Pick out each line in the listing below that contains the word "parked" and copy those lines.

** BEGIN Source data **

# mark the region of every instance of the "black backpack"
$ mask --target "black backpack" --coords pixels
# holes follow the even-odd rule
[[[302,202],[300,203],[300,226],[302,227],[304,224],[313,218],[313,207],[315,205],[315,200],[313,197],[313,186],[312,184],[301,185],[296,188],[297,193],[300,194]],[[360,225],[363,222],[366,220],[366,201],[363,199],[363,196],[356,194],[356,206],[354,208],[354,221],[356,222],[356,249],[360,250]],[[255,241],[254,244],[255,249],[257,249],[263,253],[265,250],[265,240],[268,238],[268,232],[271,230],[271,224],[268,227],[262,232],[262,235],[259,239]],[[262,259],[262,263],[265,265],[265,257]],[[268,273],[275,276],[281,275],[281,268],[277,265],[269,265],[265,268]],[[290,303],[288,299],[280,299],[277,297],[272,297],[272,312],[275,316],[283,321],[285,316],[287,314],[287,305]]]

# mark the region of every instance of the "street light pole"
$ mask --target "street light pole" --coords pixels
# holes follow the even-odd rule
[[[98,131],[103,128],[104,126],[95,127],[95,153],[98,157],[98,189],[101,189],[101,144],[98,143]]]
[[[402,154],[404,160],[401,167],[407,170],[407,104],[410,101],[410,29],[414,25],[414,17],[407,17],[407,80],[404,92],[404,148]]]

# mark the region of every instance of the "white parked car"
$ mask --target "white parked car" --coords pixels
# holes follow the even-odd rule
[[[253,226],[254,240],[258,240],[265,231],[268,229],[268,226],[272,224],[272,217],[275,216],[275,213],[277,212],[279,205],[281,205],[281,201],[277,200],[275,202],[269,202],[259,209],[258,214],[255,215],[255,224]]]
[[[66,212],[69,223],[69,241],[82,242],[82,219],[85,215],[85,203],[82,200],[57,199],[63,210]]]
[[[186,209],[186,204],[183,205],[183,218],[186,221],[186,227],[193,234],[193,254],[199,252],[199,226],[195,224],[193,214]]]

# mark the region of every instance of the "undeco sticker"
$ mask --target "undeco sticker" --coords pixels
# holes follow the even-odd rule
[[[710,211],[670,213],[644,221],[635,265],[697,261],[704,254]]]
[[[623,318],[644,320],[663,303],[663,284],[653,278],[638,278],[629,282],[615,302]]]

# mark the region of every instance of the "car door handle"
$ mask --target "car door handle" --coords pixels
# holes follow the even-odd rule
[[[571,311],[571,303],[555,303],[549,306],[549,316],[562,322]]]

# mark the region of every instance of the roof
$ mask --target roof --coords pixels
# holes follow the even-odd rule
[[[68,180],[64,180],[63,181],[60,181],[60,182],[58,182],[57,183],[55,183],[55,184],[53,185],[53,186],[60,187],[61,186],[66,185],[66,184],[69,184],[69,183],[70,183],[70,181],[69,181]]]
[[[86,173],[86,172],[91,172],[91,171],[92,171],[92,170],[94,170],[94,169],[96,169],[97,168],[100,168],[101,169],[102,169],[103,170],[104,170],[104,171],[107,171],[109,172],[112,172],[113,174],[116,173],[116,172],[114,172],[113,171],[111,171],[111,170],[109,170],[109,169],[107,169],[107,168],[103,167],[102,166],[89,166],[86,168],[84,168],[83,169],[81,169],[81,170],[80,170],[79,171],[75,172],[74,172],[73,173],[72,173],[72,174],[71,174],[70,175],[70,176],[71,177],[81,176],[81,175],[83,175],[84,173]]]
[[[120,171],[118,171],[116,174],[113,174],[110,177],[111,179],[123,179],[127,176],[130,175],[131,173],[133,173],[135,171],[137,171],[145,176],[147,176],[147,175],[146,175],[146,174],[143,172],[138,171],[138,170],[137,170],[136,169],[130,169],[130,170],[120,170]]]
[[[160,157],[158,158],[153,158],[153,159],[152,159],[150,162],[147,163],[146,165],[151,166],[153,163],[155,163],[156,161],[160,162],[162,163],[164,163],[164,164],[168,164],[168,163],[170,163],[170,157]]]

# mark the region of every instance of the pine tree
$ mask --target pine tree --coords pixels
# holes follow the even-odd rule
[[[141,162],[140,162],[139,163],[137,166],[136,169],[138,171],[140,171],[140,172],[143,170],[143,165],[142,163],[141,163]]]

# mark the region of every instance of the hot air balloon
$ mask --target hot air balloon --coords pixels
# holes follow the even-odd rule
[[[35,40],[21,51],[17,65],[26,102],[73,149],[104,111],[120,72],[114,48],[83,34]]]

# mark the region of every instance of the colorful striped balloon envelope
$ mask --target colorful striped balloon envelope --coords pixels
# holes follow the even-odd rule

** END Source data **

Solution to this task:
# mark the region of every instance of the "white parked car"
$ mask --target "white parked car" --coords pixels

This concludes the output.